**YOUR INSTRUCTIONS:** Pick out and copy every line of the data below that contains the word "culm". Matching is case-sensitive.

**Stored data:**
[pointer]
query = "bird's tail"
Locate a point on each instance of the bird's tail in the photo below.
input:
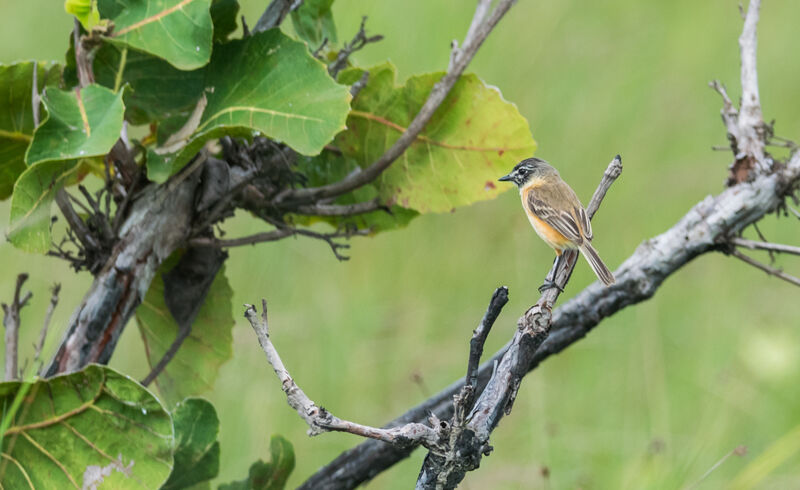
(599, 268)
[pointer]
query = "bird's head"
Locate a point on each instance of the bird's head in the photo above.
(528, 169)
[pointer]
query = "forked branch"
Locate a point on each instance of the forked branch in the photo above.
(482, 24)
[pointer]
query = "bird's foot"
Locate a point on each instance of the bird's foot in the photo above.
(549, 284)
* * *
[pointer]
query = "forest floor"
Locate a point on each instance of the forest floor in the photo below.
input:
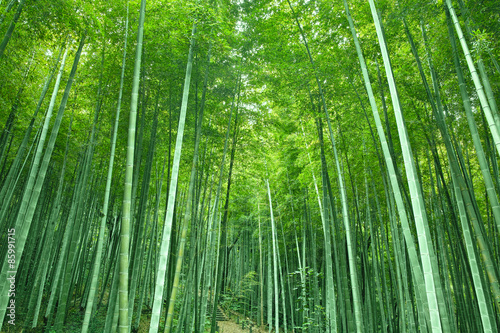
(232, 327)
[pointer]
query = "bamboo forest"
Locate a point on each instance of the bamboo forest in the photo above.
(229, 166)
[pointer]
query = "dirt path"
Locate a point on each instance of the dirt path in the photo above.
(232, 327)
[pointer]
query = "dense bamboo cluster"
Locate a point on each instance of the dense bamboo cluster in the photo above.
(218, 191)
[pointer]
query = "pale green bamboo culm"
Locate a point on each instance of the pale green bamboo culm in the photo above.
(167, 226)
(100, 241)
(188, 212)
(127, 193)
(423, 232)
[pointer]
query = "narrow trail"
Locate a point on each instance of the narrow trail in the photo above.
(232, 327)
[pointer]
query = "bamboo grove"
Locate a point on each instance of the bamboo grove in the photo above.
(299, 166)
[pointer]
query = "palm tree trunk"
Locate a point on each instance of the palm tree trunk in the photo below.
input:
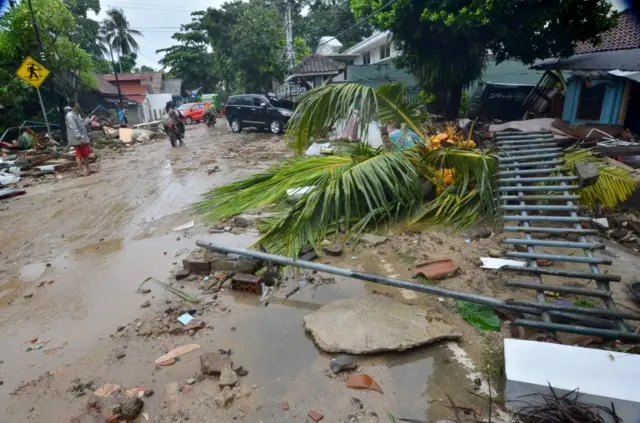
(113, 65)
---
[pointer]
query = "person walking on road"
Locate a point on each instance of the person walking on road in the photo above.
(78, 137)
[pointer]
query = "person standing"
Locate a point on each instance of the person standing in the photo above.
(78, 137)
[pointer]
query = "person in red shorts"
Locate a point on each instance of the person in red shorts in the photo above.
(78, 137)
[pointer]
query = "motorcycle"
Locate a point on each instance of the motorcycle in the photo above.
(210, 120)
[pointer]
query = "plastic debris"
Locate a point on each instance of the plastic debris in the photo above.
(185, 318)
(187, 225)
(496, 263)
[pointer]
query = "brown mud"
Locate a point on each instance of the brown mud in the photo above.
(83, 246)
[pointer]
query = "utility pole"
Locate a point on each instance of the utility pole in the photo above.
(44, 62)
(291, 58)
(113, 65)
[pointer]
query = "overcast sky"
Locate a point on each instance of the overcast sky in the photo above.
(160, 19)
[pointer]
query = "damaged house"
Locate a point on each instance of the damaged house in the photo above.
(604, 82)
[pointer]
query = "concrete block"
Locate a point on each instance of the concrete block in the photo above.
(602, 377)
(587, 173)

**THE OUTPUT:**
query = "pale green bamboo culm"
Locate a point on each instance of the pale green bamboo culm in the photo above.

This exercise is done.